**Listed records**
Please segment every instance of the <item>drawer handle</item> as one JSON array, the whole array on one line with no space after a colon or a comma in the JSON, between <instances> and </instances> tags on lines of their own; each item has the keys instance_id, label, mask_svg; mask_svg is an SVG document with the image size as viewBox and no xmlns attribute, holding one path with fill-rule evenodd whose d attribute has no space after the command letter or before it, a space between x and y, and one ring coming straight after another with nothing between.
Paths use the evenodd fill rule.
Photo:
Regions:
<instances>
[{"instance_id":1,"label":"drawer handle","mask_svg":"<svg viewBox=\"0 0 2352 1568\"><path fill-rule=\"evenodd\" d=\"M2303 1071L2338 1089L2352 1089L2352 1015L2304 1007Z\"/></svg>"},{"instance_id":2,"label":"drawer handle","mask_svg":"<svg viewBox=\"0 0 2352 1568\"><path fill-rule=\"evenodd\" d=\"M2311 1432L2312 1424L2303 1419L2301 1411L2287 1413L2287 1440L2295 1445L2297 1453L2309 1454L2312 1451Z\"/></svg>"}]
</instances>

**Task to complete**
Restate the data above exactly, keeping each word as it stands.

**Solution to this problem**
Please segment every instance of the <item>drawer handle</item> as one JSON array, the whole array on one line with no space after a colon or a comma in the JSON, between <instances> and </instances> tags on lines of their own; each item has the keys instance_id, label, mask_svg; mask_svg is an SVG document with the image size as viewBox and no xmlns attribute, holding one path with fill-rule evenodd whose d attribute has no space after the command letter or before it, a space between x and y, and one ring coming straight after another with nothing between.
Paths use the evenodd fill rule.
Photo:
Regions:
<instances>
[{"instance_id":1,"label":"drawer handle","mask_svg":"<svg viewBox=\"0 0 2352 1568\"><path fill-rule=\"evenodd\" d=\"M2303 1071L2338 1089L2352 1089L2352 1015L2304 1007Z\"/></svg>"},{"instance_id":2,"label":"drawer handle","mask_svg":"<svg viewBox=\"0 0 2352 1568\"><path fill-rule=\"evenodd\" d=\"M2311 1432L2312 1424L2303 1419L2301 1411L2287 1413L2287 1440L2295 1445L2297 1453L2309 1454L2312 1451Z\"/></svg>"}]
</instances>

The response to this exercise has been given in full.